Find each line in the listing below that contains the word "black", and copy those lines out in full.

Data section:

──────────────────────────────

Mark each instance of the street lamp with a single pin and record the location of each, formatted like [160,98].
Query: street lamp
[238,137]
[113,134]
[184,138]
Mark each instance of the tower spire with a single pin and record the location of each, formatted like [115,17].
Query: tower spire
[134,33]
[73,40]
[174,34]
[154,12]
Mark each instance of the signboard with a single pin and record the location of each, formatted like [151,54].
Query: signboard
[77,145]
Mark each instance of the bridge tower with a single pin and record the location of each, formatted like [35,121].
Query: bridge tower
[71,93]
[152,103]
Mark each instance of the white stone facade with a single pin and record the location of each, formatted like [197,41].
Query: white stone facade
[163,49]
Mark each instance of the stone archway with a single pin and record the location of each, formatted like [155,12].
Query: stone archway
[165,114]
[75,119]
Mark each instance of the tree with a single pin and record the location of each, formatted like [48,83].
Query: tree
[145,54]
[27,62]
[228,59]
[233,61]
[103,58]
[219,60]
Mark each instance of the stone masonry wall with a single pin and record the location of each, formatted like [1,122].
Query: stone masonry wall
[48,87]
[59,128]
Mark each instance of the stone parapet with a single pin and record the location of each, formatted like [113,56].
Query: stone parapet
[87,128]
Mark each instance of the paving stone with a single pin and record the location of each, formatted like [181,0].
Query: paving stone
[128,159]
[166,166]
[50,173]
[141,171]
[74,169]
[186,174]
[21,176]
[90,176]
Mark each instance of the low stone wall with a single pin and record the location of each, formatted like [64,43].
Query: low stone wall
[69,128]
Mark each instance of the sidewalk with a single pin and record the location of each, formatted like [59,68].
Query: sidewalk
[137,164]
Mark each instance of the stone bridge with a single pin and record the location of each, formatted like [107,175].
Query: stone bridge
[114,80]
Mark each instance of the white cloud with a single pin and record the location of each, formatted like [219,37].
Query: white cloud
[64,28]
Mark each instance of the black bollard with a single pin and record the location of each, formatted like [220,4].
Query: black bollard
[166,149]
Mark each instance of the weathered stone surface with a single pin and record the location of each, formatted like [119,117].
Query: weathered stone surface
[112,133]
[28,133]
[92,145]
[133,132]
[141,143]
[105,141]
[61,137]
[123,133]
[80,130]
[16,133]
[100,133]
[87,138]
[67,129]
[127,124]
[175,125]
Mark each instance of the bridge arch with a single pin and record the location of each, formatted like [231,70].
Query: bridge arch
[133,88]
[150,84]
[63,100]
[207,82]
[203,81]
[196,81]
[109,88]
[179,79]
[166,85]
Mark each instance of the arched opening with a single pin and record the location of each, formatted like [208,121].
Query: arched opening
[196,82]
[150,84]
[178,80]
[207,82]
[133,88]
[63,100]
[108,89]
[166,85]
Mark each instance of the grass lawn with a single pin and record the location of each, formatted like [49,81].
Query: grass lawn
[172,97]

──────────────────────────────

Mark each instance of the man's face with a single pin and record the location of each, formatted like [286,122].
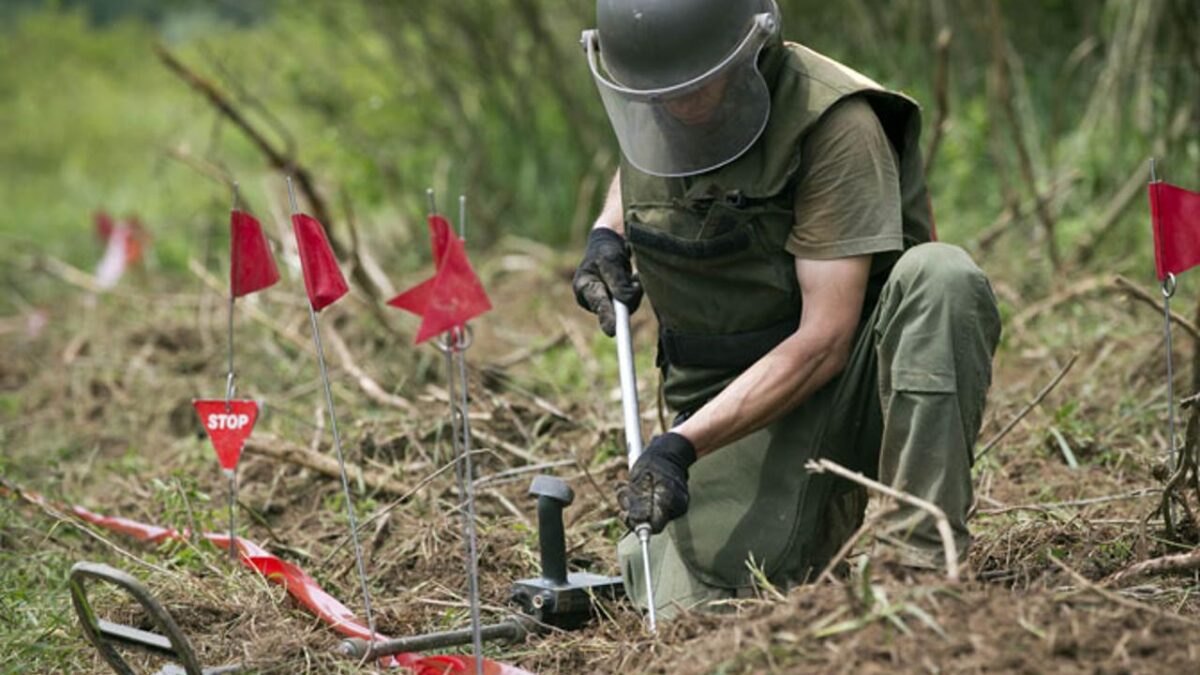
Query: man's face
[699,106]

──────────────────────────────

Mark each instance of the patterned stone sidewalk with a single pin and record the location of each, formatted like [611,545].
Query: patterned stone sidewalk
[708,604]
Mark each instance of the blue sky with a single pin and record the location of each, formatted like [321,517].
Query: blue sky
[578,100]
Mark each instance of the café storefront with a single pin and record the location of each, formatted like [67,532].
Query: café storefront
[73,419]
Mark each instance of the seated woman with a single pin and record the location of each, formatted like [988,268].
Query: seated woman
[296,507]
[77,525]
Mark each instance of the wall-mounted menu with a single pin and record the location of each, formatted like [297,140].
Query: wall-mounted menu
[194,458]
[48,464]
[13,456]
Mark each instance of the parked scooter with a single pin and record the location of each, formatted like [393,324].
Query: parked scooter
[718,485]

──────────────────────────────

Expected answer:
Mark each instance of the black bollard with a single pin and record the location of each, formatted like [220,4].
Query: black bollard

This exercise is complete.